BEGIN Source document

The pharmacy’s role in healthcare delivery continues to expand as the demand for cost-effective, convenient and accessible care continues to grow. A key aspect of this new role is the growth of pharmacy-based immunization delivery.
Although providing immunizations is still a relatively new service line for the pharmacy, it is one that has grown rapidly in just a few short years — influenza vaccinations administered at pharmacies increased by more than 500% over a six-year time period. However, over that same time period, overall adult immunization rates in the United States remained relatively stagnant. So while there has been a shift in the setting of vaccine administration, there is still a need to improve overall vaccination rates. How can the pharmacy capitalize on its new role as a convenient setting of care and improve overall immunization rates for key diseases such as pneumococcal disease?
The pharmacy has a number of advantages that make it the perfect setting to increase overall immunization rates and improve population health. Pharmacists are consistently voted one of the most trusted professions in America. The pharmacy also is convenient and accessible — 96% of Americans live within five miles of a community pharmacy, and most visit their local pharmacy on a regular basis. And with 25% of Americans now receiving an influenza vaccination at their local pharmacy, the pharmacist has been proven as a trusted provider of preventive care.
Smart clinical messaging has emerged as a promising technology to facilitate the time-sensitive and accuracy-dependent process of determining vaccine eligibility in the pharmacy. Smart clinical messages are different from alerts being generated in the pharmacy today because they provide targeted information based on both clinical and business rules, as well as full integration with the pharmacy management system. The result is patient- and vaccine-specific alerts that manifest in the pharmacist’s existing workflow in real-time, allowing vaccination opportunities to be addressed at the point of service.
To prove the value of smart clinical messaging, a study was conducted from Nov. 1, 2016, to Jan. 31, 2017, at more than 5,600 pharmacies nationwide to measure the effectiveness of smart clinical messaging on vaccination rates for the two Centers for Disease Control and Prevention-recommended pneumococcal vaccines. The pharmacies in the study included a national retailer, a regional grocer and an assortment of mid-sized chains and independents. The results were positive in all pharmacy settings. When compared with pneumococcal immunization data from the prior year, pneumococcal conjugate vaccination rates increased by 64.3% and pneumococcal polysaccharide vaccination rates increased by 31.6%.
As consumers demand more convenient and accessible care, the role of the pharmacist will continue to grow in scope and importance. Pharmacists are transforming the perception of their role as a provider of preventative care by offering basic medical services to their customers — including immunizations. The pharmacy’s unique position in the care continuum, combined with its unique access to large numbers of patients, make it an ideal care setting for improving overall U.S. vaccination rates. By leveraging innovative technologies that help them efficiently and effectively engage with patients, pharmacists can make a measurable impact on both vaccination rates and overall population health.

END Source document

__Exercise 1__
Decide whether each statement agrees with the article on pharmacy-based immunization. Answer yes or no for each, and quote the words from the article that decide it.
(a) Influenza vaccinations given at pharmacies rose by more than 500% over six years.
(b) Overall adult immunization rates in the United States rose sharply over that same period.
(c) The smart clinical messaging study took place at more than 5,600 pharmacies.
__Exercise 2__
List every percentage figure in the article on pharmacy-based immunization, and give what each one measures.
None of the data is needed for this work.

BEGIN Supplied information

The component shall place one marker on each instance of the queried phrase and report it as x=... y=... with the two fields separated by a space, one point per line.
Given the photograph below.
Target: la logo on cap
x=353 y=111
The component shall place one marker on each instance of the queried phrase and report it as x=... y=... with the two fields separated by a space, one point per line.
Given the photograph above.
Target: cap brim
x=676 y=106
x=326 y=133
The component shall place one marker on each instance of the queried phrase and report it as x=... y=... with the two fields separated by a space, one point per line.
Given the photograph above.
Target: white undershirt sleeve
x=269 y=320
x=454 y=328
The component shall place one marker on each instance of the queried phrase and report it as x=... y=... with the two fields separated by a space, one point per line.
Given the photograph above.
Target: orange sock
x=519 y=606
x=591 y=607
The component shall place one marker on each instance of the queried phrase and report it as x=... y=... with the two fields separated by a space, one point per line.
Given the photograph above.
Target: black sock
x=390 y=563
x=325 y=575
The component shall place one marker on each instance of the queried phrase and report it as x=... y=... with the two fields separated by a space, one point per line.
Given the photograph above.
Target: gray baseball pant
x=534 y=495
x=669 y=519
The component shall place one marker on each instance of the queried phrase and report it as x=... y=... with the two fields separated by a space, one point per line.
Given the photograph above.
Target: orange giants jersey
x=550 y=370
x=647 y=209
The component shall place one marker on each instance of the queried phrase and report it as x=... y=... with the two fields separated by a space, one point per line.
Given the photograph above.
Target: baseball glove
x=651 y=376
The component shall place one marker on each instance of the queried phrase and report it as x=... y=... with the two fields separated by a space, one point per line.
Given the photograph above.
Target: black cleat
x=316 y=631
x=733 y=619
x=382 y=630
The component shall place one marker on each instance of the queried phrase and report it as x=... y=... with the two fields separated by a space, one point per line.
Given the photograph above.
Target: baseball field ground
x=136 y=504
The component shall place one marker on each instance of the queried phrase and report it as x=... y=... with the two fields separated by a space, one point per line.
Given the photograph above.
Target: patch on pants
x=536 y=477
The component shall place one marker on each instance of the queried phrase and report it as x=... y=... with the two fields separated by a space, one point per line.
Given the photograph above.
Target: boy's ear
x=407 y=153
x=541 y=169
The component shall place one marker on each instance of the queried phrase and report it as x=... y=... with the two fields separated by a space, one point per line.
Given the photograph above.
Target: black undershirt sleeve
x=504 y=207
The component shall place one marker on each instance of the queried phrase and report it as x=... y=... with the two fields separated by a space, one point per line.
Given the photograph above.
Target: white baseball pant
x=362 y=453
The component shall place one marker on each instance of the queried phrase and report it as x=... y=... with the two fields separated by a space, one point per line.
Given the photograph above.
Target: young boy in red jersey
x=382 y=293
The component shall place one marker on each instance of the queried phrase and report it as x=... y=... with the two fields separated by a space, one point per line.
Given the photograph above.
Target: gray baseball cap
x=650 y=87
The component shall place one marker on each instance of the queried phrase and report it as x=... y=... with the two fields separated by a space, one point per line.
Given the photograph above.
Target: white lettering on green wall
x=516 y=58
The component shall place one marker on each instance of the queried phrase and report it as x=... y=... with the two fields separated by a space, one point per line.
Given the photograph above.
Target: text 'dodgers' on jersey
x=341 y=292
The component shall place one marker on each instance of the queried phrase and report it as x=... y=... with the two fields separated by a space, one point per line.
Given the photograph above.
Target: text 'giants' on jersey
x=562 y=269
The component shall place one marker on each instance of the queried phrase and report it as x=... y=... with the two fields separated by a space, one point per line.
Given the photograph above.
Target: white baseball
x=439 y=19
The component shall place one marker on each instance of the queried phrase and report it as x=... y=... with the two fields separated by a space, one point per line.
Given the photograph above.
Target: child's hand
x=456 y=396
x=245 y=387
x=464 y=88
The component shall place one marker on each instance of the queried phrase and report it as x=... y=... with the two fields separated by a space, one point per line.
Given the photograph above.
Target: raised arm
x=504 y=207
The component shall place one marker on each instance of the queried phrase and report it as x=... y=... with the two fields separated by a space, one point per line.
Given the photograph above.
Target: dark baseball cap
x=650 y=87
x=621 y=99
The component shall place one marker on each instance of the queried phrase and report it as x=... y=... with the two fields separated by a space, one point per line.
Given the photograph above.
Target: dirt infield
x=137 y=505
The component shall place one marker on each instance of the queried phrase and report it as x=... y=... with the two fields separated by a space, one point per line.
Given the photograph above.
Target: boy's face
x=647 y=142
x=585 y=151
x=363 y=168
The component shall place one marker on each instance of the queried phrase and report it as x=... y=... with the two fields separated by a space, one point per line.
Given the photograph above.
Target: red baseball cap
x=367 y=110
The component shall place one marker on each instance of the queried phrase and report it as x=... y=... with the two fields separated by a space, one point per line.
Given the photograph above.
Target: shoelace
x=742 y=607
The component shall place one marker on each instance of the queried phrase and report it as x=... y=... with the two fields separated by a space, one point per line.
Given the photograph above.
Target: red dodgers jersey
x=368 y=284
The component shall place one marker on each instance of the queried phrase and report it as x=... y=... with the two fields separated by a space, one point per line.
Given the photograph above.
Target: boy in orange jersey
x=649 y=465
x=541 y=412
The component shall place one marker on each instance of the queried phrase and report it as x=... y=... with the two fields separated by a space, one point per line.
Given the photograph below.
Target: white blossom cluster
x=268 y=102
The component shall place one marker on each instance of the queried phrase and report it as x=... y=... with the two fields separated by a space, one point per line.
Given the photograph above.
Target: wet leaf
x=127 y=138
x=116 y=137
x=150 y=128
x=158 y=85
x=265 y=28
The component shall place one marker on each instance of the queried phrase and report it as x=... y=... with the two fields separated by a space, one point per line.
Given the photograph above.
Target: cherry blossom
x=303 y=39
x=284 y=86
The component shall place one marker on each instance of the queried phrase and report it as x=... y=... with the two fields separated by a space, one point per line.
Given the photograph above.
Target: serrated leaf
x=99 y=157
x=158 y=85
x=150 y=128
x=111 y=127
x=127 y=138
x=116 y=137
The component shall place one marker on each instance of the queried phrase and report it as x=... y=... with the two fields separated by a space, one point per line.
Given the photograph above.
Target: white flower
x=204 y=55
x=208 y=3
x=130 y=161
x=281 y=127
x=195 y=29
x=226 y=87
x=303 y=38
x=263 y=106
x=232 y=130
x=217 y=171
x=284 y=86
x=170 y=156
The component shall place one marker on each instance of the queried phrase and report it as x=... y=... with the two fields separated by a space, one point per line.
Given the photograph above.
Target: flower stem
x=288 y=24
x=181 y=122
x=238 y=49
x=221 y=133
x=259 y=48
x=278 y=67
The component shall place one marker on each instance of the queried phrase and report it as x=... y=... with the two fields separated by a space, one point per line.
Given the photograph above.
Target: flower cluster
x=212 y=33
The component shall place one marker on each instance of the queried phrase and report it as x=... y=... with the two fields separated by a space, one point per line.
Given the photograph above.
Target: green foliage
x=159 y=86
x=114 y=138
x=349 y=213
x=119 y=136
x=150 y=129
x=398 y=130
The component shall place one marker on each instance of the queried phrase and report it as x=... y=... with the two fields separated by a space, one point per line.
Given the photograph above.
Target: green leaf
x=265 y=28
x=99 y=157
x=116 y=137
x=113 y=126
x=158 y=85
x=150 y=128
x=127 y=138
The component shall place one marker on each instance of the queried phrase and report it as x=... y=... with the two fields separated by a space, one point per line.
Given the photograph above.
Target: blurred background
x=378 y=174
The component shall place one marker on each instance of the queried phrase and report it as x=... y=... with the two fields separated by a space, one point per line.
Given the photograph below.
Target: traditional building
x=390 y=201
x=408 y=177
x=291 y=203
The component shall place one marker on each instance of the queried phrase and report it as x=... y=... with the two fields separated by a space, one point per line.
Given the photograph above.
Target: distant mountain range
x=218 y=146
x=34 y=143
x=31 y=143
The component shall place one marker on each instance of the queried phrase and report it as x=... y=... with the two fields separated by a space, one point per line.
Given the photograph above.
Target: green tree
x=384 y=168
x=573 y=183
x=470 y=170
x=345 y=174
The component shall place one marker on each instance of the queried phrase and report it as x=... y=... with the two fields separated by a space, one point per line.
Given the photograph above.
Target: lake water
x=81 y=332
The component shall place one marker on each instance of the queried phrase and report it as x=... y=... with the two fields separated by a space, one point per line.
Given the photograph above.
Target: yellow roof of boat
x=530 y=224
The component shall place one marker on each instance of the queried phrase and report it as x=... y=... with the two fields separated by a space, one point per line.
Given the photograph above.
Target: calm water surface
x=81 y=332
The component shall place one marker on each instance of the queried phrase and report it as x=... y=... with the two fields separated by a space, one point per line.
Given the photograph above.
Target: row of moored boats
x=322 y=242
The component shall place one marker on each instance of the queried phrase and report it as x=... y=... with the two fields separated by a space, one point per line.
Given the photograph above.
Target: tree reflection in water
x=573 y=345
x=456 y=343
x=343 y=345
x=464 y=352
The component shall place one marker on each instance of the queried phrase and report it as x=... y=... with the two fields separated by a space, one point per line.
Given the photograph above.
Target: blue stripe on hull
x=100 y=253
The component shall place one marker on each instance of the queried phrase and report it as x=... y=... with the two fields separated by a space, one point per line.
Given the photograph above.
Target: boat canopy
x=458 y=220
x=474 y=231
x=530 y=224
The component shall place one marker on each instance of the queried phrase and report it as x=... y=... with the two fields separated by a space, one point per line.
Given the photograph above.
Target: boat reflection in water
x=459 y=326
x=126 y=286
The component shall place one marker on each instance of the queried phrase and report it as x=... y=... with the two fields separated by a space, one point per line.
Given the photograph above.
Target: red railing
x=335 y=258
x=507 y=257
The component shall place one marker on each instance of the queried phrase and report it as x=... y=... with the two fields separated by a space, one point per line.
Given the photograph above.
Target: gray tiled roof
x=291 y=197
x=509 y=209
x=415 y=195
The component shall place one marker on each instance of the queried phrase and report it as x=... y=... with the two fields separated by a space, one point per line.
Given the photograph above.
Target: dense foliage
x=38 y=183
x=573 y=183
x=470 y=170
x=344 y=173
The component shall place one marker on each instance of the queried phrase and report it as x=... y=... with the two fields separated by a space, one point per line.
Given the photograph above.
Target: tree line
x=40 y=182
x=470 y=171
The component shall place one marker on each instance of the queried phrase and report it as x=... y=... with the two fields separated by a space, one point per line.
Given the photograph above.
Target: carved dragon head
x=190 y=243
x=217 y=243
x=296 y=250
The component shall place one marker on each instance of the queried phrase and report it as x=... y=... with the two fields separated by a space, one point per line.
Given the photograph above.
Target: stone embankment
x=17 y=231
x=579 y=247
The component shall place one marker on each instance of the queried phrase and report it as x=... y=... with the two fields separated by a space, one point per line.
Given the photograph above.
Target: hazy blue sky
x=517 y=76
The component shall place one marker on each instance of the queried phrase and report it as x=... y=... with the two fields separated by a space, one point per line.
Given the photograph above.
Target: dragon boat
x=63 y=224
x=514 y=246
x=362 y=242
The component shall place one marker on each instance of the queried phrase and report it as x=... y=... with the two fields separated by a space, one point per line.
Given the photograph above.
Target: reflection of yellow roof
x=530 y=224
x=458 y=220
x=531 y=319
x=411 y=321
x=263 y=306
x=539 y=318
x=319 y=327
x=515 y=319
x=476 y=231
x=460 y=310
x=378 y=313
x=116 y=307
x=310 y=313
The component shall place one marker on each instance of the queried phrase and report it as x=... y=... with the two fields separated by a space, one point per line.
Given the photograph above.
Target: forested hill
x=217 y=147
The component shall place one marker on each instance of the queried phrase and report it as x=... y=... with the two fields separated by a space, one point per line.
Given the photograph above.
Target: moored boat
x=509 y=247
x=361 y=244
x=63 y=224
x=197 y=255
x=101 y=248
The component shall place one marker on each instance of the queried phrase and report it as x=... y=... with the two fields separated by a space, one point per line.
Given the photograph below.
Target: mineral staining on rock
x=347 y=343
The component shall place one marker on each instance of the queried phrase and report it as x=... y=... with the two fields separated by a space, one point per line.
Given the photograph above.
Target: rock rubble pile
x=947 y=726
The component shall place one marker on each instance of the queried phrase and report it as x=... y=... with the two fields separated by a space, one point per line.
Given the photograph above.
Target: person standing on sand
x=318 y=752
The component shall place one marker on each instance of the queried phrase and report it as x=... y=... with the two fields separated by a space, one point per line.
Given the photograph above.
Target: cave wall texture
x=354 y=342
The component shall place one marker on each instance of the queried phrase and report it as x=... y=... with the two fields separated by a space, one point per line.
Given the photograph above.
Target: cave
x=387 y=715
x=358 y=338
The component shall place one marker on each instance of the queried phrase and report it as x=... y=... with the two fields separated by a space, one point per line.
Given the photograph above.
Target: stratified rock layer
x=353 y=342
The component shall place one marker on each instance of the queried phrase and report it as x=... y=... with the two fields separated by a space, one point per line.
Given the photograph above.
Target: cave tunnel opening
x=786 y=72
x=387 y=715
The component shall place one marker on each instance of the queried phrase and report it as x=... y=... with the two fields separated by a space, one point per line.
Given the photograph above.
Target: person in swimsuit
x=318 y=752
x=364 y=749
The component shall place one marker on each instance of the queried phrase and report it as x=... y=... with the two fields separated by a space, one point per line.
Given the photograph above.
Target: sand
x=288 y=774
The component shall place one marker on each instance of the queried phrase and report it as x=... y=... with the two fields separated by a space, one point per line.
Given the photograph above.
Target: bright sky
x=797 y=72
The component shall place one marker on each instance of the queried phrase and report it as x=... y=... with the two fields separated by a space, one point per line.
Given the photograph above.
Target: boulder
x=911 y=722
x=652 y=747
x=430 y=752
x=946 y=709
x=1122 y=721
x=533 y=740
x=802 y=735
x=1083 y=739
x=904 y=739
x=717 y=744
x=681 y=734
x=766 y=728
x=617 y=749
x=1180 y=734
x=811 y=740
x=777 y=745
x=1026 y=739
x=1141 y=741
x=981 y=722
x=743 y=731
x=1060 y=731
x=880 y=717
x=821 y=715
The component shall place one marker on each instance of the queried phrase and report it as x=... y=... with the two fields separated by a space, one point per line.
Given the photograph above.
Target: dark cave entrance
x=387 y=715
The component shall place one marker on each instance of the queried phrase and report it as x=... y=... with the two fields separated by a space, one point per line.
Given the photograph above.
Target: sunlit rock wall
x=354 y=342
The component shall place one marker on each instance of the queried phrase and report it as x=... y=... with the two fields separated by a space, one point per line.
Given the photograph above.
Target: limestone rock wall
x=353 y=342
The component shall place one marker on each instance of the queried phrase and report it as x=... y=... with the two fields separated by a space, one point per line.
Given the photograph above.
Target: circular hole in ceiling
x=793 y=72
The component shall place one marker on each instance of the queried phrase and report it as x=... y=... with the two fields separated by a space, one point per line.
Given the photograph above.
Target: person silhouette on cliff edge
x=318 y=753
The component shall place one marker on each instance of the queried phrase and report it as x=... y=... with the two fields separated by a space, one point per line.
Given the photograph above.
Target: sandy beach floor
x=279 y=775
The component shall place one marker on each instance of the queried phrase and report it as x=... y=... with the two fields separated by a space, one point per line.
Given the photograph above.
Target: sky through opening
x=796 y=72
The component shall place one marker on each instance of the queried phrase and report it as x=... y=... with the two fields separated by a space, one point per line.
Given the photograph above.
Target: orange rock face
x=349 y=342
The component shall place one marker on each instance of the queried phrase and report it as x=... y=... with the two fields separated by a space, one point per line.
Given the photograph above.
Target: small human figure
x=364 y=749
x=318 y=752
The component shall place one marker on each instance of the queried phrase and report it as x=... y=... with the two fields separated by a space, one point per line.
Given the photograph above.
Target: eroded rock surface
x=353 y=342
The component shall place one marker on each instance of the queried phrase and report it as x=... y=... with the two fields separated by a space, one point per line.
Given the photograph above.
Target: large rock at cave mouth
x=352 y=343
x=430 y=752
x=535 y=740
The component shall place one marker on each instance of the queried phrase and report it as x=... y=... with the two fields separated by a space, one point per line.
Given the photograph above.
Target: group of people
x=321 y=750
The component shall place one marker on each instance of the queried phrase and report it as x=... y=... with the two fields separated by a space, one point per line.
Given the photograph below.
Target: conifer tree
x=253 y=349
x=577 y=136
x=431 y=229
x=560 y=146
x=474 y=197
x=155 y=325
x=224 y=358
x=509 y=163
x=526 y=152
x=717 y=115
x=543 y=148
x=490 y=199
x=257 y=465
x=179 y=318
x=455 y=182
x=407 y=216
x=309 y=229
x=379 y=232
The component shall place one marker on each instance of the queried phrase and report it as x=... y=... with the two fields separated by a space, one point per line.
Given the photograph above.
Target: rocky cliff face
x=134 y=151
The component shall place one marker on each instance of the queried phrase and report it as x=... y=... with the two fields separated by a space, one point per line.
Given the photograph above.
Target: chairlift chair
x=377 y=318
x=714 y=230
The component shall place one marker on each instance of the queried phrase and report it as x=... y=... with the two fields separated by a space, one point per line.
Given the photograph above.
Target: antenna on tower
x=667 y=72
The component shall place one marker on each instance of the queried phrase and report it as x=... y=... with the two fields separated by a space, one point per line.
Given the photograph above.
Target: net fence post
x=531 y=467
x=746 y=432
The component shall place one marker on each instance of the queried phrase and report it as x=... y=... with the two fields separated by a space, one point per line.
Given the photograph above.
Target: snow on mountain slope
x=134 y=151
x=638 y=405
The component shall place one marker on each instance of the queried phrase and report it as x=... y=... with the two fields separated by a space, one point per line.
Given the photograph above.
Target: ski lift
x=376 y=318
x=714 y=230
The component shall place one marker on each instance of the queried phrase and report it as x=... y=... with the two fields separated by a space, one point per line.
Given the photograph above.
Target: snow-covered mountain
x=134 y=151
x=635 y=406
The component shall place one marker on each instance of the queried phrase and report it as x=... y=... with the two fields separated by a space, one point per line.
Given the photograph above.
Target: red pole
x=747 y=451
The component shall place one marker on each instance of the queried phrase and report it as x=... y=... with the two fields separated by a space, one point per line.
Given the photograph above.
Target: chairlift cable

END Supplied information

__Written reply 1__
(a) Yes: "influenza vaccinations administered at pharmacies increased by more than 500% over a six-year time period"
(b) No: "overall adult immunization rates in the United States remained relatively stagnant"
(c) Yes: "at more than 5,600 pharmacies nationwide"

__Written reply 2__
- More than 500%: increase in influenza vaccinations administered at pharmacies over a six-year period
- 96%: share of Americans who live within five miles of a community pharmacy
- 25%: share of Americans now receiving an influenza vaccination at their local pharmacy
- 64.3%: increase in pneumococcal conjugate vaccination rates compared with the prior year
- 31.6%: increase in pneumococcal polysaccharide vaccination rates compared with the prior year